[Start of Document extract]

‘State’ of ‘No-bhook Hartal’

Posted on December 12, 2009. Filed under: Entertainment, Funny, Politics | Tags: , , , , , , , , , |


My friend Mythili (name changed for safeguarding Sonali’s identity) has been married for about 5 years now with Rajesh (name unchanged, but you don’t know who he is anyways). As all other couples, many ups and downs (more downs than ups) do happen during the course of their marriage.  And whenever Myth is stuck in the downs, she calls one of her friends, relates to them the woes of marital life and thus heals herself. Don’t know what Rajesh does for his healing process. Personally, I think Rajesh is more in need of the heal, because he often gets the heel from Myth (figuratively, don’t think that she is a husband beater now). Myth can be quite a ‘formidable’ opponent.

So today it was my turn to play agony aunt to Myth.

Myth: I am sick of marriage, da!

Me: <uncomfortable yet knowing fake laugh> Hehe .. What happened now?

Myth: This Rajesh, da! He is bugging the heck outta me.

Me: What did he do now?

Myth: See no, he is demanding a state now.

Me:  <slightly confused> State?

Myth: Yea man, S-T-A-T-E.

Me: S-T-A-T-E???

Myth: Aeiyyoo … like New Jersey, California .. like that, ma!

Me: What do you mean, demanding a state? How can you demand a state?

Myth: See, no .. that’s what I told him. What he thinks of himself making such demands?

Me: Huh??

Myth: Arre, since yesterday he has started ‘No-bhook hartal’, unless I recognize the living room as his state.

Me: <Totally confused now> Mujhe samjha nahin … what is it you are talking about? Why is Rajesh doing hartal dude?

Myth: Aeiyyo .. don’t ask ma! It’s a long story ..

Me: <Another one of those long stories> Sigh!

Myth: Arre last month we had gone to India no, I had a fight with Rajesh’s mom. <Starts relating conversation with her MIL>

MIL: What ma, how come Rajesh has got beer belly? Do you both go to what they call pubs? See what you were doing before marriage, is not my business. We are not what you call ‘forward’ a! All this you should not do after marriage and all.  You should behave in a way befitting a daughter in law of this family. We are not as liberated as your parents ..hmmph.

Myth: <Indignant> Amma, we have to drink sometime no with our colleagues and all. But Rajesh hasn’t got his gut because of that. It’s because he is a lazy bum and does not take an effort to be fit.

MIL: What are you saying ma? He used to daily go and play badminton with his friends. In fact, I was always telling him to gain weight. You should not put like that oil in your food, ma. Your parents place also too much oily food. That’s why he has put on so much. In fact, you can also start losing weight…

Myth: <The rest of the conversation was lost on Myth, as her MIL had heaped on her the ultimate insult. Myth follows all latest diets to remain fit ..>

Me: Then?

[End of Document extract]
[Start of Excerpted records]

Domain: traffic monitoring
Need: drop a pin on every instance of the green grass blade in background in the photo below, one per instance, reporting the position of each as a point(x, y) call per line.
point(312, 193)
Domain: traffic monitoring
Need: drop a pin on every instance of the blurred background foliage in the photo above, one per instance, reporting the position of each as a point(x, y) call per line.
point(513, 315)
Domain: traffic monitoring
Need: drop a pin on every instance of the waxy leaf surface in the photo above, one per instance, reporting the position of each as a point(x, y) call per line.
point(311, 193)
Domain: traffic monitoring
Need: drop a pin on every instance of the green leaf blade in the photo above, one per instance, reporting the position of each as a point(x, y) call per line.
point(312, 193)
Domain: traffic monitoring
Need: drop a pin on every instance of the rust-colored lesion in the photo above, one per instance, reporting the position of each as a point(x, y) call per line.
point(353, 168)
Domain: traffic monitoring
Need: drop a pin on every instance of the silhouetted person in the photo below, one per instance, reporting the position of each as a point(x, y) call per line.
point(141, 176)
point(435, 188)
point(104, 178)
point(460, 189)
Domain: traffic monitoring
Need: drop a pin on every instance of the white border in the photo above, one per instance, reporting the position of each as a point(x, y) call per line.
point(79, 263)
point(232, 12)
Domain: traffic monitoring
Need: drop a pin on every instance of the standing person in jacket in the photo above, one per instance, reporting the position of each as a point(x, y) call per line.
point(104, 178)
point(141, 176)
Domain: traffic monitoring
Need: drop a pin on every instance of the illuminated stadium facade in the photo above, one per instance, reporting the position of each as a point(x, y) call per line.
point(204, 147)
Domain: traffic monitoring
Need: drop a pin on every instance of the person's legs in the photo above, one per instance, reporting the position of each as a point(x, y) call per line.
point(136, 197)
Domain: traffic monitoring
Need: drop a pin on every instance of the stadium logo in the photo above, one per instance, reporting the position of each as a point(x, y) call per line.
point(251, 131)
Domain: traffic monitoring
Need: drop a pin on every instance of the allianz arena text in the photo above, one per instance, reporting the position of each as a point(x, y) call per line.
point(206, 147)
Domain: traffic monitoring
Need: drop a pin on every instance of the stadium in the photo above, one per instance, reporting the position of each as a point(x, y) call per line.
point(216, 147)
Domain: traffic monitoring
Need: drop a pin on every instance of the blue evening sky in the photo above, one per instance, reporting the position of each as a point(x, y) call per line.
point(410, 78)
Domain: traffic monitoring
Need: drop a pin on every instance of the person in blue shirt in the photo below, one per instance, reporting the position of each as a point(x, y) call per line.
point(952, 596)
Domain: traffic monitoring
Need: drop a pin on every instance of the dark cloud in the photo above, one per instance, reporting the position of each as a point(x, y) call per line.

[End of Excerpted records]

Goal A:
Answer these questions using the blog post about the "No-bhook Hartal":
(i) About how long has Mythili been married to Rajesh?
(ii) Which room does Rajesh want recognized as his state?
(iii) What sport does the mother-in-law say Rajesh used to play daily with his friends?
Goal B:
Please continue the blog post about the "No-bhook Hartal" from its last line, keeping its dialogue style.
The material above is separate from the blog post about the "No-bhook Hartal."

Exercise response A:
(i) About 5 years.
(ii) The living room.
(iii) Badminton.

Exercise response B:
Myth: Then what, I put Rajesh on strict diet. I make him eat only oats, cereals, raw vegetables, spinach juice <rattles off list of healthy sounding foods> … in fact, Milk also we buy Silk now. Silk is soy milk ma. I stopped allowing him to eat curd rice and ghee also. White starch and saturated fats. Yuck!

Me: Well, it’s a bit much, to be frank. But what is this state business about?

Myth; He is accusing me of discriminating against him because of his gut. He is also accusing me of denying him the right to watch his favorite TV show.

Me:  Why dude?

Myth: Arre, that day na, Project Runway finale was there. Rajesh wanted to watch that dumb disgusting comedy about the dancing piece of shit, that South Park. So I forcibly sent Rajesh out for a jog. Rajesh was following his fitness regime properly until then. But a jog in -5 deg C was the last straw for him and when he came back and saw me watching Lifetime, something snapped inside him.

Me: <you go Rajesh!>

Myth: He told me that, the living room is his state and I cannot enter it unless he lets me <starts relating the fight>.

Myth: Get lost man, this is my house. I will do as I please.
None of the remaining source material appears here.